Reproduce all of the data that follows, character for character.
....
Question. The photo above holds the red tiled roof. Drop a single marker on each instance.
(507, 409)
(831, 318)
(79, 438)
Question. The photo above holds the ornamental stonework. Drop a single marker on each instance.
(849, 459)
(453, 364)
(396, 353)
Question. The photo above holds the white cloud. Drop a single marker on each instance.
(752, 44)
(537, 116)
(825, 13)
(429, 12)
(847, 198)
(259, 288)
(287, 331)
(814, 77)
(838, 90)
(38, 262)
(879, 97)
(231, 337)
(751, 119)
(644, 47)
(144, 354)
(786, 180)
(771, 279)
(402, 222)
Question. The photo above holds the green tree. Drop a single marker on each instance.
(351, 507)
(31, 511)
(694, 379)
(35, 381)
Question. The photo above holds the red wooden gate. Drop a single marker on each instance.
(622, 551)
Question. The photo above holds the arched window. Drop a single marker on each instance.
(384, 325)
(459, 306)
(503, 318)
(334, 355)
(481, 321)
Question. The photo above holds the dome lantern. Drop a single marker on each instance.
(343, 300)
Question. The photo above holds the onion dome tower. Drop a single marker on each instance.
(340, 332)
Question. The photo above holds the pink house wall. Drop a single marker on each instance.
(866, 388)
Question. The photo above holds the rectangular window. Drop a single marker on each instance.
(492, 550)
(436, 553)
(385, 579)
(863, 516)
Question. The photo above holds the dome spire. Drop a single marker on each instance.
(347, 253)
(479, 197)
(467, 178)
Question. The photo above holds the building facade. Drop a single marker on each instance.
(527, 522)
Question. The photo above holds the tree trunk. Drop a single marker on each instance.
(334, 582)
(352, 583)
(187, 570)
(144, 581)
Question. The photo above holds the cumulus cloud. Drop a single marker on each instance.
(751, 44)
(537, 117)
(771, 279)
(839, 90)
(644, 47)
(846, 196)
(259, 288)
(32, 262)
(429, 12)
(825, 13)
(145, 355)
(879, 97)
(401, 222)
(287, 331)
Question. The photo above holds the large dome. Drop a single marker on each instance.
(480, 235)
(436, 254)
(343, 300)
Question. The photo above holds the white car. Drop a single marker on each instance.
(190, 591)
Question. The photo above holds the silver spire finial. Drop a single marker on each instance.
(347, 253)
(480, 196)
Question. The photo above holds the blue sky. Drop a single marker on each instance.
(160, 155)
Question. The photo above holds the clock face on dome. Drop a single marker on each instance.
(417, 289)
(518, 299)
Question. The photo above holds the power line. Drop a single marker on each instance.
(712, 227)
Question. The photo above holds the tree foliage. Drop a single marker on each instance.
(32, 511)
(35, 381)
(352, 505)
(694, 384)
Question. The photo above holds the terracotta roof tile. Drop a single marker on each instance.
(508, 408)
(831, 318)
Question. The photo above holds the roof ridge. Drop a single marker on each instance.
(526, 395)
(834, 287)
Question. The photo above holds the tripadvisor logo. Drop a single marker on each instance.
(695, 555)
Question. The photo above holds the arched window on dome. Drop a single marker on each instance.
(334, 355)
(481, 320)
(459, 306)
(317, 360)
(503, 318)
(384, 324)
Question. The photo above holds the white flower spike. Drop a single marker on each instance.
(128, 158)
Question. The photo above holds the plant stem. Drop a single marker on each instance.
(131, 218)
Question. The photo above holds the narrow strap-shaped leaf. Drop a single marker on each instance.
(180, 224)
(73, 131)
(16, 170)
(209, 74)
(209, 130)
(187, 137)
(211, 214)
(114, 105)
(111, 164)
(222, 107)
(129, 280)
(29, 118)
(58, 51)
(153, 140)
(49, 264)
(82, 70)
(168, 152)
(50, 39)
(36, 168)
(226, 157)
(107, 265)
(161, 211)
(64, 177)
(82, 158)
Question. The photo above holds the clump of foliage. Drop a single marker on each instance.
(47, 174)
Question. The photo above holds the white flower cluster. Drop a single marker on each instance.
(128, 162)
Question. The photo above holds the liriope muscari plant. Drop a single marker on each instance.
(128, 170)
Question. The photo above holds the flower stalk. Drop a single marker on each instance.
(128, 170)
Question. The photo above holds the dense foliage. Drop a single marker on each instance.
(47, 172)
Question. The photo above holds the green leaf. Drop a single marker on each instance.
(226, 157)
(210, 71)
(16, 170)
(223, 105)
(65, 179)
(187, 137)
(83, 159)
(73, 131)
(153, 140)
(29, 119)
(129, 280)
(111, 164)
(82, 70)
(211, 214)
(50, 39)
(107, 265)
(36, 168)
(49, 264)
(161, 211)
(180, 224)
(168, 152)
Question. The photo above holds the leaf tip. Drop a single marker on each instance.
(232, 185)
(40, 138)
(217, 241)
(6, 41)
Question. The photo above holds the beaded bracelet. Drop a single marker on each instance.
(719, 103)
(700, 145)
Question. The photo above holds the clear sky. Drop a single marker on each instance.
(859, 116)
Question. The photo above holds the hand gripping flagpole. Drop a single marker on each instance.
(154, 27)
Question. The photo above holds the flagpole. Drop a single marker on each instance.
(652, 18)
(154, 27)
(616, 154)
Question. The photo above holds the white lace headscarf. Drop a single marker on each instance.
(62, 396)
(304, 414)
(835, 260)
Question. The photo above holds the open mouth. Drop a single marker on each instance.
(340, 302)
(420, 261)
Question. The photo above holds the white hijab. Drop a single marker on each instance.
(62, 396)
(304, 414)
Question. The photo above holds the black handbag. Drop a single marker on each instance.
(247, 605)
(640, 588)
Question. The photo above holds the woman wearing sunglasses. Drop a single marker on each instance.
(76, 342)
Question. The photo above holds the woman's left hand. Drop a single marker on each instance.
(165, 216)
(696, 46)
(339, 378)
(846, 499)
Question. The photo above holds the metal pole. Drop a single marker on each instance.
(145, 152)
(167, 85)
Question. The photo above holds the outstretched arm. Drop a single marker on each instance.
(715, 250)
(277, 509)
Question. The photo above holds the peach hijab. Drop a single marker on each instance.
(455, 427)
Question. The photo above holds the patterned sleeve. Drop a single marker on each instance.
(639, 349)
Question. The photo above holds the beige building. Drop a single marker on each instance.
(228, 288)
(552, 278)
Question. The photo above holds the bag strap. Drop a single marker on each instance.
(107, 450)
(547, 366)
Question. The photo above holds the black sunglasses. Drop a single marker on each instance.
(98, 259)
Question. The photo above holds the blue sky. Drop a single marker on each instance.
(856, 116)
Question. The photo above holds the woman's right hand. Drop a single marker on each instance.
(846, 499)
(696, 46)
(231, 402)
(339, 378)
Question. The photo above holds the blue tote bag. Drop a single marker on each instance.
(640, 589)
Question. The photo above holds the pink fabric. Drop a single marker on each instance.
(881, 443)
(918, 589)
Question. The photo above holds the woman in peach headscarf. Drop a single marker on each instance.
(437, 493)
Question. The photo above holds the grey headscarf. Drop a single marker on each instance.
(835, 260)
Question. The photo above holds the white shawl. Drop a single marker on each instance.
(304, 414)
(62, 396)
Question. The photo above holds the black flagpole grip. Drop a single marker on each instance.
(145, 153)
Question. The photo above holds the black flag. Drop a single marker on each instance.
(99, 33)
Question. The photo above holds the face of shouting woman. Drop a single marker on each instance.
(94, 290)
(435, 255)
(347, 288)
....
• CORRECT ANSWER
Question. The photo above holds the red tiled roof. Drop a single marker on each instance.
(507, 409)
(831, 318)
(79, 438)
Question. The photo above holds the ornamental stonework. Drop a single marker on each instance.
(849, 459)
(453, 364)
(396, 353)
Question. The photo above holds the white cloud. Drop a single marker on each instance.
(752, 44)
(537, 116)
(825, 13)
(429, 12)
(847, 198)
(259, 288)
(287, 331)
(814, 77)
(838, 90)
(38, 262)
(879, 97)
(231, 337)
(751, 119)
(644, 47)
(144, 354)
(786, 180)
(771, 279)
(402, 222)
Question. The photo above holds the green tree. Drop a single marker on each instance.
(351, 507)
(31, 511)
(694, 379)
(35, 381)
Question. The photo above holds the red wooden gate. Drop a single marker on each instance.
(622, 551)
Question. The photo above holds the arched window. Drop a single marker on each instance.
(384, 325)
(459, 306)
(503, 318)
(334, 355)
(481, 321)
Question. The photo above holds the dome lantern. Drop a single marker on each instance.
(343, 300)
Question. The photo above holds the onion dome tower. Drop a single marker on each instance.
(340, 332)
Question. The photo above holds the pink house wall. Drop a single marker on each instance.
(866, 388)
Question. The photo above holds the rectangular window. Drop a single marker on each instance.
(492, 550)
(436, 553)
(385, 579)
(863, 516)
Question. The photo above holds the dome spire. Drop a single marker on each instance.
(347, 253)
(479, 197)
(467, 178)
Question. The photo above holds the building facade. Drop a single marker on each instance.
(527, 522)
Question. The photo above holds the tree trunk. Drop a single marker on each instance.
(334, 582)
(352, 583)
(187, 570)
(144, 581)
Question. The photo above holds the cumulus cloud. Drop a single marker on each instance.
(751, 44)
(537, 117)
(771, 279)
(839, 90)
(644, 47)
(846, 196)
(259, 288)
(32, 262)
(429, 12)
(825, 13)
(145, 355)
(879, 97)
(401, 222)
(287, 331)
Question. The photo above holds the large dome. Drop a single marker on each instance.
(480, 235)
(436, 254)
(343, 300)
Question. The photo above holds the white car. Drop a single marker on each instance.
(190, 591)
Question. The photo above holds the silver spire finial. Drop a single marker on each instance.
(347, 253)
(480, 196)
Question. The photo above holds the blue sky. Drop a single marker on each instance.
(160, 155)
Question. The photo above holds the clock face on dome. Drop a single marker on each instance.
(417, 289)
(518, 299)
Question. The photo above holds the power line. Drop a single marker on each instance.
(712, 227)
Question. The photo above holds the tree foliage. Drop a single marker on each instance.
(32, 511)
(35, 381)
(352, 505)
(694, 384)
Question. The photo above holds the terracotta roof tile. Drop a single marker on each instance.
(508, 408)
(831, 318)
Question. The photo above holds the roof ridge. Drop a single marker on each instance.
(526, 395)
(834, 287)
Question. The photo above holds the tripadvisor logo. Drop a single marker on each instance.
(695, 555)
Question. The photo above holds the arched window on dome. Drop a single marker on each instance.
(334, 355)
(481, 320)
(459, 306)
(317, 360)
(503, 318)
(384, 324)
Question. The photo above holds the white flower spike. Drop a single marker on each instance.
(128, 158)
Question. The photo above holds the plant stem. Drop a single marker on each instance.
(131, 218)
Question. The photo above holds the narrow strap-shaped leaf. Drop a single marker on each instance.
(180, 224)
(73, 131)
(16, 170)
(209, 74)
(209, 130)
(187, 137)
(211, 214)
(114, 105)
(111, 164)
(222, 107)
(129, 280)
(29, 118)
(58, 51)
(153, 140)
(49, 264)
(82, 70)
(168, 152)
(50, 39)
(36, 168)
(226, 157)
(107, 265)
(161, 211)
(64, 177)
(82, 158)
Question. The photo above holds the clump of foliage. Drop a single marker on each instance.
(47, 174)
Question. The photo above holds the white flower cluster. Drop a single marker on each instance.
(128, 162)
Question. The photo above holds the liriope muscari plant. Drop a single marker on each instance.
(128, 170)
Question. The photo above holds the flower stalk. Drop a single marker on each instance.
(128, 170)
Question. The photo above holds the dense foliage. Drop a single marker on each instance.
(47, 172)
Question. The photo above holds the green leaf. Drop a single marker on each instance.
(226, 157)
(210, 71)
(16, 170)
(223, 105)
(65, 179)
(187, 137)
(83, 159)
(73, 131)
(153, 140)
(29, 119)
(129, 280)
(111, 164)
(82, 70)
(211, 214)
(50, 39)
(107, 265)
(36, 168)
(49, 264)
(161, 211)
(180, 224)
(168, 152)
Question. The photo above holds the leaf tip. Drop a single marker on each instance.
(232, 185)
(40, 138)
(217, 241)
(6, 41)
Question. The photo above holds the beaded bracelet. Drop a single marker on each instance.
(719, 103)
(700, 145)
Question. The photo above holds the clear sky. Drop a single marker on each instance.
(859, 116)
Question. The photo above holds the hand gripping flagpole. Drop a single marker on each instance.
(154, 27)
Question. The photo above holds the flagpole. Drop a single marker on each instance.
(652, 18)
(154, 27)
(616, 154)
Question. The photo above holds the white lace headscarf. Drop a single marker on each instance.
(62, 396)
(304, 414)
(835, 260)
Question. The photo above holds the open mouth. Drop a single marker on each instance.
(340, 302)
(420, 261)
Question. The photo above holds the white hijab. Drop a single marker on each instance.
(62, 396)
(304, 414)
Question. The photo above holds the black handbag. Drop a single marker on each instance.
(247, 605)
(640, 588)
Question. The photo above holds the woman wearing sunglasses. Drop a single marker on each instance.
(76, 342)
Question. The photo above holds the woman's left hand. Drop a single marker on each instance.
(165, 216)
(696, 46)
(339, 378)
(846, 499)
Question. The photo above holds the metal pole. Drop a single marker on each instance.
(145, 152)
(167, 85)
Question. The photo above holds the outstretched arm. Drop a single marker on each instance.
(715, 250)
(277, 509)
Question. The photo above holds the peach hijab. Drop a single marker on each instance.
(455, 427)
Question. The photo above holds the patterned sleeve. Drop a single marker on each instance.
(639, 349)
Question. The photo above holds the beige building. Drop a single marker on each instance.
(228, 288)
(552, 278)
Question. The photo above holds the bag strap. Drop a single marker on each instance.
(107, 450)
(547, 366)
Question. The photo above holds the black sunglasses. Drop a single marker on each instance.
(98, 259)
Question. The photo above holds the blue sky. Drop a single marker on each instance.
(856, 116)
Question. The photo above holds the woman's right hand. Drop a single marker on each instance.
(846, 499)
(696, 46)
(231, 402)
(339, 378)
Question. The photo above holds the blue tote bag. Drop a single marker on each instance.
(640, 589)
Question. The photo above holds the pink fabric. Drop a single marker on each instance.
(881, 443)
(918, 589)
Question. The photo above holds the woman in peach headscarf. Drop a single marker on each instance.
(437, 493)
Question. The photo above holds the grey headscarf. Drop a single marker on each instance.
(835, 260)
Question. The photo above holds the white shawl. Drop a single marker on each instance.
(304, 414)
(62, 396)
Question. The photo above holds the black flagpole grip. Drop a single marker on each instance.
(145, 153)
Question. The photo above holds the black flag. Drop a single marker on each instance.
(99, 33)
Question. The photo above holds the face of shouting woman. Drop a single marker on each instance.
(94, 290)
(435, 255)
(347, 288)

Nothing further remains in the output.